■ **Problem**:
Please copy the lines from the records word for word, beginning at the line that contains "In the photograph shown here, where does the fog" and stopping after the line that contains "top-left (135, 147), bottom-right (142, 153)".

-- Given information start --

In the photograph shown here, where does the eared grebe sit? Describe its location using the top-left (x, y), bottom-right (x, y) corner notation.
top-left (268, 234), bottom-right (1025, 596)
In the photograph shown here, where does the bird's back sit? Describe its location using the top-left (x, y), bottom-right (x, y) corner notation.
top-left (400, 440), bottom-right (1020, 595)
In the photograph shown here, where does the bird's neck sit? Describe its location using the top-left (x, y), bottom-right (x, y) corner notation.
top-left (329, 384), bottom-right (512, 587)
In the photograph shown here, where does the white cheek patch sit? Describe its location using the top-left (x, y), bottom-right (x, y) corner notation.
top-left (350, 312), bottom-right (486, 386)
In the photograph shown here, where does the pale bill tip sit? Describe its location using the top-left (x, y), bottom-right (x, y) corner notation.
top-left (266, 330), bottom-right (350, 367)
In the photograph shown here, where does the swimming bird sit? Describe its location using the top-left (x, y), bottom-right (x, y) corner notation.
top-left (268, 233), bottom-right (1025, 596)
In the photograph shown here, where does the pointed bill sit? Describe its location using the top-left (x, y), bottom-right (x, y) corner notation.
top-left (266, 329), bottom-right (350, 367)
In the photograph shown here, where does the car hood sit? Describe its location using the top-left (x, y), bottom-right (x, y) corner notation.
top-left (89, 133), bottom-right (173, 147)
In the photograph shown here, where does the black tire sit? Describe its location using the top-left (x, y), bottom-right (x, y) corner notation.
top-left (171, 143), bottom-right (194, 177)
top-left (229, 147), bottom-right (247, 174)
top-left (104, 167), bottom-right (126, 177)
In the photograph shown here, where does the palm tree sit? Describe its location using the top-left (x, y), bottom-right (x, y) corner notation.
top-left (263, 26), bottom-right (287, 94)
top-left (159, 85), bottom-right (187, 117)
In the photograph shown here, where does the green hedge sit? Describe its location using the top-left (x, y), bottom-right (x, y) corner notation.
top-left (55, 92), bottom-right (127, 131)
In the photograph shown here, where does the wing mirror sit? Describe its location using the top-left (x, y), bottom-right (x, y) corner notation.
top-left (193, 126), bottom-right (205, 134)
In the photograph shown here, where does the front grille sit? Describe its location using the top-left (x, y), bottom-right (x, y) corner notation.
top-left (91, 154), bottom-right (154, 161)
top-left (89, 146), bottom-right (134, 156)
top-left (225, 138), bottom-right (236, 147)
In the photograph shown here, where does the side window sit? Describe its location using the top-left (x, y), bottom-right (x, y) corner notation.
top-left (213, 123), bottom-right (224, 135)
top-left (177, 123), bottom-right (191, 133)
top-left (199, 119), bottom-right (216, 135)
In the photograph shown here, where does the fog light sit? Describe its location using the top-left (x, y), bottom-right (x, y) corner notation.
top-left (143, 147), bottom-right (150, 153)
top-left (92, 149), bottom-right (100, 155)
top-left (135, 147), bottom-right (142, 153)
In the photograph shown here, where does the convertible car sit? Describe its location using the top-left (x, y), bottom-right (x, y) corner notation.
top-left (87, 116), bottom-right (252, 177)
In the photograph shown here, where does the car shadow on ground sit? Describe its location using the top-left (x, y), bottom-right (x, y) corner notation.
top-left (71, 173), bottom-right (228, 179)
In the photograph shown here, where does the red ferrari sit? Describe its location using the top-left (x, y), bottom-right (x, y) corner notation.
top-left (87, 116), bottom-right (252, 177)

-- Given information end --

■ **Completed exercise**:
In the photograph shown here, where does the fog light sit? Describe its location using the top-left (x, y), bottom-right (x, y) corner notation.
top-left (143, 147), bottom-right (150, 153)
top-left (92, 149), bottom-right (100, 155)
top-left (135, 147), bottom-right (142, 153)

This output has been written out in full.